Supongo que es peor cuando hacemos algo inocente o noble y se malentiende, se exagera y distorsiona. Tras haber vencido al gigante filisteo Goliat, David tuvo que huir por su vida, ya que el rey Saúl malinterpretó lo que debió ser visto como un logro para su reinado, convirtiéndolo en un intento de derrocarlo del trono.
Nunca más, tras ese acontecimiento, Saúl pudo recuperar su confianza en David como uno de sus fieles servidores, ni David pudo vivir en paz hasta la muerte de quien malinterpretó y distorsionó lo que él hizo.
¿Te ha pasado a ti? ¿Te han malinterpretado alguna vez? ¿O quizá te has ofendido con alguien, para luego descubrir que había sido un malentendido de tu parte? Cuando pases por este tipo de circunstancias, es bueno que recuerdes el retrato de hoy, que dice que Dios te conoce perfectamente. No solo conoce tus actos y tus palabras, sino además tus pensamientos e intenciones. Si hay alguien ahí donde estudias o trabajas que te está causando dolor, y no puedes manejar la relación con esa persona por más que lo intentes, recuerda que tienes un Dios a quien puedes llevarle esas cargas, porque él te entiende perfectamente. Recuerda también esta promesa: “Jehová peleará por vosotros, y vosotros estaréis tranquilos” (Éxo. 14:14).

Lista de datos:

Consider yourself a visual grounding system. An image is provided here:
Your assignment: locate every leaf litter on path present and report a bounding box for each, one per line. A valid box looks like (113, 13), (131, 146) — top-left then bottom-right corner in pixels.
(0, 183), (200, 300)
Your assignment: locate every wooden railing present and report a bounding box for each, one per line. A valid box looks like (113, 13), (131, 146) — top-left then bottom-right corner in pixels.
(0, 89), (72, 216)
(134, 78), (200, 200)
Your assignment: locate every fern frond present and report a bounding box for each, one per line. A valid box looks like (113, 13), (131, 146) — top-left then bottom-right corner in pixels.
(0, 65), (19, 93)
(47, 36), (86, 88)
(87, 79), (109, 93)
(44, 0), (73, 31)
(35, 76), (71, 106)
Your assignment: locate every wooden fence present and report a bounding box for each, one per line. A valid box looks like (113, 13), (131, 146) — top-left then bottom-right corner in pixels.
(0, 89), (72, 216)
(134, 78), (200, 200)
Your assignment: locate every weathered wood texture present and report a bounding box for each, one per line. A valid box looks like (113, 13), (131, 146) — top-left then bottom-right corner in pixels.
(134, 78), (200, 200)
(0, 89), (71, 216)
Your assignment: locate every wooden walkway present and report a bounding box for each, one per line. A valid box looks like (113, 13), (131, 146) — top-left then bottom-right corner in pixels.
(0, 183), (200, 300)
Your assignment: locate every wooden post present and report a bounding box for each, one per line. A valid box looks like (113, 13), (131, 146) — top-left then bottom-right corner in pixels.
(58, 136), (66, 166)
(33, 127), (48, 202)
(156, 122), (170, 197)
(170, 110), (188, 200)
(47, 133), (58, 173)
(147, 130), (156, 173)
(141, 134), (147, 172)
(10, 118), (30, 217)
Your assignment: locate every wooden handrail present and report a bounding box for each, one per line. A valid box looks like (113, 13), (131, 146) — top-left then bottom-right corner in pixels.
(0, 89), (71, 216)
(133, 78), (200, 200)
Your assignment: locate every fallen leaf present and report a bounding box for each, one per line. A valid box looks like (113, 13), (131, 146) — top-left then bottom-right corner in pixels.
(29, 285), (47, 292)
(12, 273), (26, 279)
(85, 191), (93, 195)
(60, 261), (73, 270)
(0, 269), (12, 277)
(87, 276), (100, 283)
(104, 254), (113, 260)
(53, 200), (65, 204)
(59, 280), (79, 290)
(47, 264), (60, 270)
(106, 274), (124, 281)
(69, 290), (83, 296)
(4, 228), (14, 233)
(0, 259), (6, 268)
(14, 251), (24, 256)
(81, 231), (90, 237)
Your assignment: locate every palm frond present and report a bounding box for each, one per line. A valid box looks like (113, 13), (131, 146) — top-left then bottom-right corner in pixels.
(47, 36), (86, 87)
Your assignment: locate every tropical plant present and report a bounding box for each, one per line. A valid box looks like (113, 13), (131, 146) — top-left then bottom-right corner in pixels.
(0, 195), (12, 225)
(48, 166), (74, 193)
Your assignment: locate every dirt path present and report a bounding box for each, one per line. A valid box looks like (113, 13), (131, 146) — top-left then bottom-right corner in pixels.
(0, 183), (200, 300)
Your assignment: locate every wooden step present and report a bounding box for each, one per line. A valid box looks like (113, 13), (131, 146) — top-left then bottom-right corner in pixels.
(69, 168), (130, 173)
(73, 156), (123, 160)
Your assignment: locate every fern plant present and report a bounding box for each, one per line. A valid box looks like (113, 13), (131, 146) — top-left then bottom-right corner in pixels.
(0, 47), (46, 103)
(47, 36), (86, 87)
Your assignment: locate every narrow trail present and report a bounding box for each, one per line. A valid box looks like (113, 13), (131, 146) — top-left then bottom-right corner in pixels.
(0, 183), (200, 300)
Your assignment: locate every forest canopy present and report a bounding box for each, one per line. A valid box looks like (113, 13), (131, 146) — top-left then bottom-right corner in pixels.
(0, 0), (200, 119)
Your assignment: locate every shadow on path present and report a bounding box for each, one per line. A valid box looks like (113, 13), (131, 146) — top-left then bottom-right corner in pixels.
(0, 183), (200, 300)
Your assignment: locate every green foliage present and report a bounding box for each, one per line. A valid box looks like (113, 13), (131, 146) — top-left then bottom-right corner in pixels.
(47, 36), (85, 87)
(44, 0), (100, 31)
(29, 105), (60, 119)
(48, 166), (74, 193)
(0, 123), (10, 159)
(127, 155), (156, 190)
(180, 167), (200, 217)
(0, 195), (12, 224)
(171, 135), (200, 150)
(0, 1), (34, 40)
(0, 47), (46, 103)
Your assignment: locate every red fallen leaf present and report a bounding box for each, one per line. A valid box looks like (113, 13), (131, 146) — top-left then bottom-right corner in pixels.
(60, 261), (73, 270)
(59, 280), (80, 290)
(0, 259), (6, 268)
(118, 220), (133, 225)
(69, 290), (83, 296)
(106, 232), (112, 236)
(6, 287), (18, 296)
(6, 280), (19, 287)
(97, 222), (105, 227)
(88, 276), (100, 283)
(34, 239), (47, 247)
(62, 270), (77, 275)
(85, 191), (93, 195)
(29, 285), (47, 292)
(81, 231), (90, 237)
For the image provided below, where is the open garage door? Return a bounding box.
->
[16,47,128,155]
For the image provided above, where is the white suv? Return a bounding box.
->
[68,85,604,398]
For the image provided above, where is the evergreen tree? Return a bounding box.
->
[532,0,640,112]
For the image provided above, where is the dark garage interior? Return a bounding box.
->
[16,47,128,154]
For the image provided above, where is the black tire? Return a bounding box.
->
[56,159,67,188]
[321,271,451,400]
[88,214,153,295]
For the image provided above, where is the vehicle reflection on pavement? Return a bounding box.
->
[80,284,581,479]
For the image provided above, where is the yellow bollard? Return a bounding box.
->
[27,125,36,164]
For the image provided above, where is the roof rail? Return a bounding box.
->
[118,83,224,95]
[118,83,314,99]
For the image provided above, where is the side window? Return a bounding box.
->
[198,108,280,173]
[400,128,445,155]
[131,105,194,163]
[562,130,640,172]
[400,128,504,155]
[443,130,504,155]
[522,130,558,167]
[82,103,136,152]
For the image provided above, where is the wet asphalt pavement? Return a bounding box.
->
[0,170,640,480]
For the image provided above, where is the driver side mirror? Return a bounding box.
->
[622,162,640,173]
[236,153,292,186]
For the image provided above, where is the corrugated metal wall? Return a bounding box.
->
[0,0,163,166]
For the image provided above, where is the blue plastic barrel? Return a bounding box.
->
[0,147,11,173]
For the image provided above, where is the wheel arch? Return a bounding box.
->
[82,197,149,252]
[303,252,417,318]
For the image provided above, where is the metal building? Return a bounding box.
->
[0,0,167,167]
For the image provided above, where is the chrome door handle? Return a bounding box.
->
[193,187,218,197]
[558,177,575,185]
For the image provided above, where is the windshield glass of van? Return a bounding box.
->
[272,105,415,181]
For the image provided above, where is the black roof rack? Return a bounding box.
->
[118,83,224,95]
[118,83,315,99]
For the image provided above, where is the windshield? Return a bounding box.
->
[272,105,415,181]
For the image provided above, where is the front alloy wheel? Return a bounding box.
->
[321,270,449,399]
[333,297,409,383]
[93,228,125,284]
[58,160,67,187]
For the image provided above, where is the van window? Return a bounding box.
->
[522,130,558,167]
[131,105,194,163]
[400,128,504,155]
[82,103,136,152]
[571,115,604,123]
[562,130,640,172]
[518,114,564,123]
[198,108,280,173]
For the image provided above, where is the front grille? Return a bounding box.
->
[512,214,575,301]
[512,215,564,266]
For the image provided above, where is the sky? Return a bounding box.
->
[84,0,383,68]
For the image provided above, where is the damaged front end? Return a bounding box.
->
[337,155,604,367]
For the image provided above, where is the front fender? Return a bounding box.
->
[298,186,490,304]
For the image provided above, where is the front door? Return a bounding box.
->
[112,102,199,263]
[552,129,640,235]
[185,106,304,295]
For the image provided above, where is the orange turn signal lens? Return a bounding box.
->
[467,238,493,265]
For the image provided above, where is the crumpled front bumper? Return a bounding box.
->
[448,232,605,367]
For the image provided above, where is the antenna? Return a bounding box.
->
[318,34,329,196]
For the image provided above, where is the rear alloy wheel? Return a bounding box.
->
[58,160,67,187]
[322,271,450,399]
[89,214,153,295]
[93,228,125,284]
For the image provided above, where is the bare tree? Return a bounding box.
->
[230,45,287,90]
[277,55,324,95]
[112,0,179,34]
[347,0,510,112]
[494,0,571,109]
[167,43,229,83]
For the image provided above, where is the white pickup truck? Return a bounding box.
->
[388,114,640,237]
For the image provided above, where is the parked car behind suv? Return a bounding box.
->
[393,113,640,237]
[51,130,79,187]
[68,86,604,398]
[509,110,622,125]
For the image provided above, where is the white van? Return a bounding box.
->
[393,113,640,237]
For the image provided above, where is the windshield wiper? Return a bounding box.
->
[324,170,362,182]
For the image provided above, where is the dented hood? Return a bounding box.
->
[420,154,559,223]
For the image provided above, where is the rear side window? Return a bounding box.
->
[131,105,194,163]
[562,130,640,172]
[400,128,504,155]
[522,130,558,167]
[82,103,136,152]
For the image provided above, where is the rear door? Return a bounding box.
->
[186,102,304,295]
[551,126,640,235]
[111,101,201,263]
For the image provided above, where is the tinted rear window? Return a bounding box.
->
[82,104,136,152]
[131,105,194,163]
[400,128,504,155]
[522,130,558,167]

Tu tarea: Continúa el texto sobre los malentendidos a partir de la cita de Éxodo con la que termina. Los datos son un material independiente del texto sobre los malentendidos.

Respuesta del ejercicio:
Esforcémonos para que nuestro hablar sea limpio y veraz, y para no exagerar ni tergiversar lo que otros dicen o hacen. Y como los malos entendidos serán siempre parte de la vida, cuando lleguen, ve al Señor, pues él te conoce como nadie; sabe quién eres, qué hiciste o dijiste, y la intención que había en tu corazón. Dile, como dijo el salmista: “Examíname, Dios, y conoce mi corazón; pruébame y conoce mis pensamientos. Ve si hay en mí, camino de perversidad y guíame en el camino eterno” (Sal. 139:23, 24). Amén.